Text section.
···
Sleep

When Is the Best Time to Meditate for Better Sleep?

A sleep expert explains why meditating yourself to sleep doesn’t work.

Posted Jan 19, 2021

 kite_rin/Adobe Stock
Source: kite_rin/Adobe Stock

If you struggle with insomnia, you’ve probably tried just about everything to fall asleep—including meditation. It seems like a reasonable solution, since meditation is known to lower stress, quiet the mind, and calm the nervous system. You might have even struggled to stay awake when practicing meditation during the day, so why not use this soporific at bedtime?  

Maybe you tried meditating in bed, but for some reason it didn’t work. Or maybe it seemed to help the first night, and you hoped against hope that you’d cured your sleep troubles. But it didn’t help the next night, and now it’s helpful only occasionally, like everything else you’ve tried.

Trying Too Hard

The problem with using meditation as a sleep aid comes down to one word: effort. “One of the biggest issues with insomnia is that people are trying really hard to sleep,” clinical psychologist Dr. Jason Ong told me recently on the Think Act Be podcast. Ong is an expert in treating sleep problems, and the creator of Mindfulness-Based Therapy for Insomnia.
···
Required action. Continue the article on meditation and sleep from where it stops.

Dataset records.
···
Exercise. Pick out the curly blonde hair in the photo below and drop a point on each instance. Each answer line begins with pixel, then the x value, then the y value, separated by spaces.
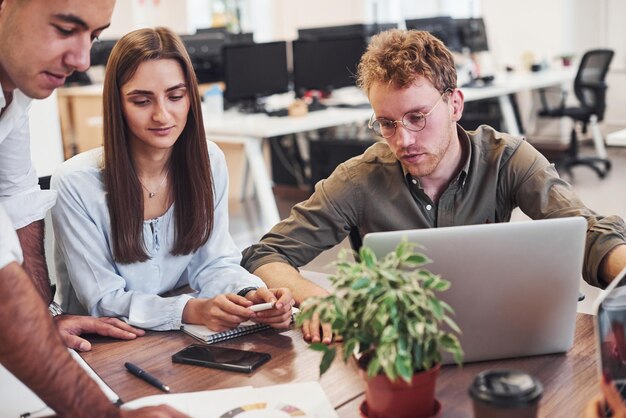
pixel 399 56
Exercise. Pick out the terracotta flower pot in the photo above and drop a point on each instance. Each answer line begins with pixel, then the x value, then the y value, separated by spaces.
pixel 398 399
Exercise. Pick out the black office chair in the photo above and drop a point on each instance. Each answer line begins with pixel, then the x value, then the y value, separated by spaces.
pixel 590 89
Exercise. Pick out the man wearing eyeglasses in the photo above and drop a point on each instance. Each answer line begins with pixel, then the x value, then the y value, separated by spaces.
pixel 429 172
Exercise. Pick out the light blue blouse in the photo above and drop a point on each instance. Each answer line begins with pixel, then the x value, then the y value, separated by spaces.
pixel 91 281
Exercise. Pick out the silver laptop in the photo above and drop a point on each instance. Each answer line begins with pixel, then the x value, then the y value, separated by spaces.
pixel 514 285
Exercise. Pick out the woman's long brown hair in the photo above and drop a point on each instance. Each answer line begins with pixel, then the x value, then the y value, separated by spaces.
pixel 189 165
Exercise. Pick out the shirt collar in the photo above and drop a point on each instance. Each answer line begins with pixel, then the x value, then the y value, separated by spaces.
pixel 20 102
pixel 466 144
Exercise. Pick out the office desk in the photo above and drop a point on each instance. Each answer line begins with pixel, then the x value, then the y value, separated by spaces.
pixel 511 83
pixel 569 380
pixel 251 130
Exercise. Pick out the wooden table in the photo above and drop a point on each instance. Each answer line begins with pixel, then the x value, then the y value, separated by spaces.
pixel 569 380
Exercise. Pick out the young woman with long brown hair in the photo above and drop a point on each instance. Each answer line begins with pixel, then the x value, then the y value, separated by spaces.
···
Your response.
In most areas of our lives, “we try harder to solve problems,” said Ong, which is usually a good thing. But that approach backfires when we’re struggling with insomnia. “Sleep is one thing that the harder you try, the worse it gets,” he told me. I know from personal experience that he's right, having been through years of consistently poor sleep.

A big part of the problem, according to Ong, is that using more effort to fall asleep can lead to performance anxiety, as we see sleep as our final “task” for the day. If we're trying to use meditation to knock ourselves out, we make it just another thing to do to ensure good sleep. But effort and doing are incompatible with sleep.

Setting Your Intention

So why do we often get sleepy when meditating during the day, but it doesn't help us fall asleep at night? Ong points out that "the important thing isn’t what you do, but the intention. There may be times when you’re trying to practice a mindful meditation and you fall asleep,” he said, “but the intention should not be to use it for sleep.”

The same goes for activities we might do before bed, or if we get out of bed in the middle of the night because we can’t fall asleep. “You can read, you can watch TV, you can crochet," said Ong. "But the idea is that you shouldn't be doing something to try to fall asleep, or lull yourself to sleep. You’re just doing something for the sake of doing it.”

Rather than treating meditation as a self-administered sedative, we can use it as a way to practice mindful presence and acceptance, as we let go and do less. “We’re trained to want things on demand,” said Ong. “Mindfulness is different, and in some ways the opposite of that. It challenges us to step back from this need for something immediate.”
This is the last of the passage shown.